> Problem details
Copy out every line from the one containing "triangular gable end." through the one containing "(1043, 838)", both ends included. In the answers, offset each coordinate by adding 69 to it.

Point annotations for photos
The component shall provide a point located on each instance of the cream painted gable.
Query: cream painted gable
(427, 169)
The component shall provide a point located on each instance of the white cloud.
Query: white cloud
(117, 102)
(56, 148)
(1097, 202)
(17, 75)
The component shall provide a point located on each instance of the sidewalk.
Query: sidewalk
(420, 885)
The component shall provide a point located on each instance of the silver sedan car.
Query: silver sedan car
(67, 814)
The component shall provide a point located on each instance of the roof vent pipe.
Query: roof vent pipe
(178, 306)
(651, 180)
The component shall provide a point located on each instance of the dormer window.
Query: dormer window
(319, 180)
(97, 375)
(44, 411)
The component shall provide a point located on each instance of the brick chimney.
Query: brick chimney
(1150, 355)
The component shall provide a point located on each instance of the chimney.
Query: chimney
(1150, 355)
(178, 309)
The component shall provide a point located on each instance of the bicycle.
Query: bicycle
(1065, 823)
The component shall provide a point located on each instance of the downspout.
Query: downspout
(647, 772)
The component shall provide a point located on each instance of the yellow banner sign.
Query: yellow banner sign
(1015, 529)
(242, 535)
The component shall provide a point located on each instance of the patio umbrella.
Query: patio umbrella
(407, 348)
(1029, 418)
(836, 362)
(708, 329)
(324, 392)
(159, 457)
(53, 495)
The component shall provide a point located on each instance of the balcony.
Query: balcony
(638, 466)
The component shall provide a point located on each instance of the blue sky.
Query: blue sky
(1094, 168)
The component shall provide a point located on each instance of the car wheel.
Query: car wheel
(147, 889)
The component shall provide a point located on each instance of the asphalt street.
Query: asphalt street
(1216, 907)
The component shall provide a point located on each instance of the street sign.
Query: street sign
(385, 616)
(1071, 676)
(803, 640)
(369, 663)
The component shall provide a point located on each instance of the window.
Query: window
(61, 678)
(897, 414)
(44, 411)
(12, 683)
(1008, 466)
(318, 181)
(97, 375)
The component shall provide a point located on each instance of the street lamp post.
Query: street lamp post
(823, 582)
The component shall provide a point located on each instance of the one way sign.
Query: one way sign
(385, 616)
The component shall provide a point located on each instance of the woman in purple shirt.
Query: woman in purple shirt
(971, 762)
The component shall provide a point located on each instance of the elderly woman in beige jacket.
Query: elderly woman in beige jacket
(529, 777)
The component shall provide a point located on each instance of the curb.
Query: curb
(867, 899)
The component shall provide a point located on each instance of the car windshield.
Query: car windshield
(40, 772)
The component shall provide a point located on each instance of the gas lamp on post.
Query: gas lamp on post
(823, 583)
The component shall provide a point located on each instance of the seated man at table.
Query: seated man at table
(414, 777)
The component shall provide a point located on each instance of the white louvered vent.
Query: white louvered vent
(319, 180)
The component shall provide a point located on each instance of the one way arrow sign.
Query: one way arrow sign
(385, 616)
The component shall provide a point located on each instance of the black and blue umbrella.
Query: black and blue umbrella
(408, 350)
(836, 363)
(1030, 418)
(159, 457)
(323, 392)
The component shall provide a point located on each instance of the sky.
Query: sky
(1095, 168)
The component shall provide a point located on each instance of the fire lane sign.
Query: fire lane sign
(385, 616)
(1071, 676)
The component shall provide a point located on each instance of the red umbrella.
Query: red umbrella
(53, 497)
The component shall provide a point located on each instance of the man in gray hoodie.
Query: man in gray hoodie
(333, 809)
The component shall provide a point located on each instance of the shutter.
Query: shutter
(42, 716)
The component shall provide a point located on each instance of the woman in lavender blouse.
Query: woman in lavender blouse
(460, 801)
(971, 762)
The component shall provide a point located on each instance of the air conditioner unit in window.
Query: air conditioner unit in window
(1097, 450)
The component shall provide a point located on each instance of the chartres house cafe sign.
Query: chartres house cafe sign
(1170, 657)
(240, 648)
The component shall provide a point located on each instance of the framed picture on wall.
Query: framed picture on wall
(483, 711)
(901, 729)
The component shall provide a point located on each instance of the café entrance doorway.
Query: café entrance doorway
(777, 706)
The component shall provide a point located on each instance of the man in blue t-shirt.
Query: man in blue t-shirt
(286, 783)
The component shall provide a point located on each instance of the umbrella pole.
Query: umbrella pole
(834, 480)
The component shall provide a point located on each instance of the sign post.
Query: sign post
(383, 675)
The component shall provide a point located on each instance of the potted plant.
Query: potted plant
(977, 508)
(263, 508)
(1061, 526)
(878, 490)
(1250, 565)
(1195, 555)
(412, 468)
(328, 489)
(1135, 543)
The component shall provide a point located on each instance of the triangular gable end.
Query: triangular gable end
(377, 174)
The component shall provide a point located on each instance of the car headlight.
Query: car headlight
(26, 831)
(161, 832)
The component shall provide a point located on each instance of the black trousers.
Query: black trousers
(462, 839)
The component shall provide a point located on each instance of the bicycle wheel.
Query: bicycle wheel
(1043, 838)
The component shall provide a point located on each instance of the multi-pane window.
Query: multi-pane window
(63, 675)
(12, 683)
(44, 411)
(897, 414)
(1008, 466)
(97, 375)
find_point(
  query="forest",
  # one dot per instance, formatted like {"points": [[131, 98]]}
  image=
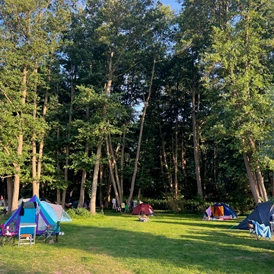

> Result for this exercise
The component shall provide a point located on each instance of the triangular gable end.
Query: triangular gable end
(446, 243)
The component shall provide a point located on each instance of the car headlight.
Query: car headlight
(95, 900)
(230, 901)
The component shall provide a point located on each instance of the black trousers.
Query: black trousers
(531, 908)
The component shall provide a point located on each instance of the bicycle wheel.
Query: bicycle wheel
(1112, 907)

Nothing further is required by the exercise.